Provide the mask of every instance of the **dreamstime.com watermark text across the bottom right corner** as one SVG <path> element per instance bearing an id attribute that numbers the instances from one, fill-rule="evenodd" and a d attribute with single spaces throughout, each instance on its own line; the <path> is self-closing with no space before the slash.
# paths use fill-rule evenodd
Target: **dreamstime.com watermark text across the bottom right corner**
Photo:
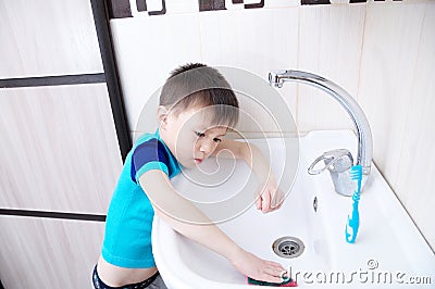
<path id="1" fill-rule="evenodd" d="M 430 276 L 410 276 L 401 271 L 381 271 L 378 266 L 378 262 L 374 259 L 366 262 L 366 268 L 350 272 L 295 272 L 290 266 L 287 276 L 299 284 L 432 285 L 433 281 Z"/>

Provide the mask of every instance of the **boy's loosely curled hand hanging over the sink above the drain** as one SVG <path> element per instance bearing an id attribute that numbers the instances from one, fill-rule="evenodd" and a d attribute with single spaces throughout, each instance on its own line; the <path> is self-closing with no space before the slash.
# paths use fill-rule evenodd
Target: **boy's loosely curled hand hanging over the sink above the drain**
<path id="1" fill-rule="evenodd" d="M 273 212 L 283 205 L 284 198 L 284 192 L 277 187 L 272 175 L 259 186 L 256 192 L 256 205 L 263 213 Z"/>

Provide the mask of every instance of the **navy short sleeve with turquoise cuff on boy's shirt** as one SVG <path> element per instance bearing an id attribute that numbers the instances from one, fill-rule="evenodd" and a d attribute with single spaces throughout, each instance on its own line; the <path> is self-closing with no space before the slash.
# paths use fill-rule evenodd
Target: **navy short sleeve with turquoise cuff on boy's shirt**
<path id="1" fill-rule="evenodd" d="M 137 146 L 132 155 L 132 180 L 138 183 L 141 175 L 151 169 L 163 171 L 166 175 L 169 172 L 169 155 L 158 139 L 153 138 Z"/>

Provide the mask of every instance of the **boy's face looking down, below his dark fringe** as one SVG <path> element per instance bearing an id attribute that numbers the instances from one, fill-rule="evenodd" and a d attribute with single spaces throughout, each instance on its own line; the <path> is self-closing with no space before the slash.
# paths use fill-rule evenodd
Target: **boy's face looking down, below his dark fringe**
<path id="1" fill-rule="evenodd" d="M 226 126 L 212 124 L 213 109 L 189 108 L 169 113 L 160 126 L 160 136 L 184 167 L 194 167 L 214 152 L 226 135 Z"/>

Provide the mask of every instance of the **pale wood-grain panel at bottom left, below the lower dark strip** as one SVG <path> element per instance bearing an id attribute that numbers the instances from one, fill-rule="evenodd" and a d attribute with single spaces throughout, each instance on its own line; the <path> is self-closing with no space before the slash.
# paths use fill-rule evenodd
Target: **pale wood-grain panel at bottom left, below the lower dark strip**
<path id="1" fill-rule="evenodd" d="M 4 288 L 91 288 L 104 223 L 0 216 L 0 228 Z"/>

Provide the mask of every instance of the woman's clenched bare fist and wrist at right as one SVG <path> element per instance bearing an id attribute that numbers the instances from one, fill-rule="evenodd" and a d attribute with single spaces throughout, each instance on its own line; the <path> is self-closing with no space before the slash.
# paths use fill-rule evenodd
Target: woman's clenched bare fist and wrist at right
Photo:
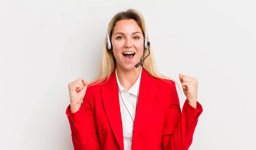
<path id="1" fill-rule="evenodd" d="M 183 76 L 182 74 L 179 74 L 179 77 L 187 101 L 192 107 L 196 108 L 198 79 L 187 75 Z"/>

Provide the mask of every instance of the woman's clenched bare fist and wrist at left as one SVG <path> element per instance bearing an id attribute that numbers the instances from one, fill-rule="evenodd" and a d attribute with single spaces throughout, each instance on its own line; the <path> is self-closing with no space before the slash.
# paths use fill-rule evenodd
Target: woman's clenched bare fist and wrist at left
<path id="1" fill-rule="evenodd" d="M 71 113 L 75 113 L 81 108 L 81 102 L 84 99 L 87 85 L 88 82 L 82 78 L 76 79 L 68 84 Z"/>

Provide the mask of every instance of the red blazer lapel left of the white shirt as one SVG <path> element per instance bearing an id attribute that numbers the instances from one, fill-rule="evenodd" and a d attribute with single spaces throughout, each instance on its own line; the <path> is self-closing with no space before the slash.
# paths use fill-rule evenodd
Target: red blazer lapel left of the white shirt
<path id="1" fill-rule="evenodd" d="M 121 150 L 124 150 L 122 118 L 116 76 L 113 72 L 108 81 L 101 85 L 102 101 L 111 129 Z"/>

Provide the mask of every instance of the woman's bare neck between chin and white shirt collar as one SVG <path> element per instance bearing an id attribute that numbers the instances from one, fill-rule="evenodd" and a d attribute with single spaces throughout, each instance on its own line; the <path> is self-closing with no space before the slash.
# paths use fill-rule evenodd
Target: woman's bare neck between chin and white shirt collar
<path id="1" fill-rule="evenodd" d="M 140 76 L 142 66 L 134 68 L 132 70 L 125 70 L 121 66 L 116 66 L 116 75 L 120 84 L 125 90 L 129 90 L 137 81 Z"/>

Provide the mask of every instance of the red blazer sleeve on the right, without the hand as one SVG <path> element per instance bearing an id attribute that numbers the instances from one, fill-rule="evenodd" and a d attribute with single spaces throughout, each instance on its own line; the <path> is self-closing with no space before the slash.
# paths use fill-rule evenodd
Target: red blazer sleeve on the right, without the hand
<path id="1" fill-rule="evenodd" d="M 186 100 L 181 112 L 176 86 L 174 87 L 170 92 L 170 105 L 164 123 L 162 147 L 163 150 L 188 150 L 192 144 L 198 117 L 203 109 L 199 102 L 197 102 L 197 108 L 193 108 Z"/>

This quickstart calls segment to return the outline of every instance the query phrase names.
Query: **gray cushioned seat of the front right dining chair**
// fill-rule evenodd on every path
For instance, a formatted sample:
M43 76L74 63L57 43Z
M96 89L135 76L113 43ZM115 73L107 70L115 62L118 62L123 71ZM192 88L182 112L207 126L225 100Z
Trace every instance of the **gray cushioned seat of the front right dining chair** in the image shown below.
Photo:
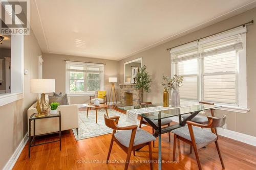
M181 136L181 137L191 141L189 130L188 130L187 126L175 129L172 132L178 136ZM216 134L211 133L210 131L202 129L202 128L193 127L193 132L194 132L195 141L197 144L207 143L207 142L210 142L217 138Z

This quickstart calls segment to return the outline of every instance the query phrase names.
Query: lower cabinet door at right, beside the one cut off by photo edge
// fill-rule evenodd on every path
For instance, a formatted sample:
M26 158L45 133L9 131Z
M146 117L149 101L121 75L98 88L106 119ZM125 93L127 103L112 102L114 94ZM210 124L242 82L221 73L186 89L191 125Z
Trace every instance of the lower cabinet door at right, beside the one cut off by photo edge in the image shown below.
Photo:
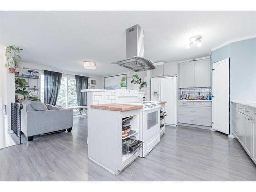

━━━━━━━━━━

» What you will do: Go through the data line by line and work out how many lines contain "front". Give only that number.

» Result: 2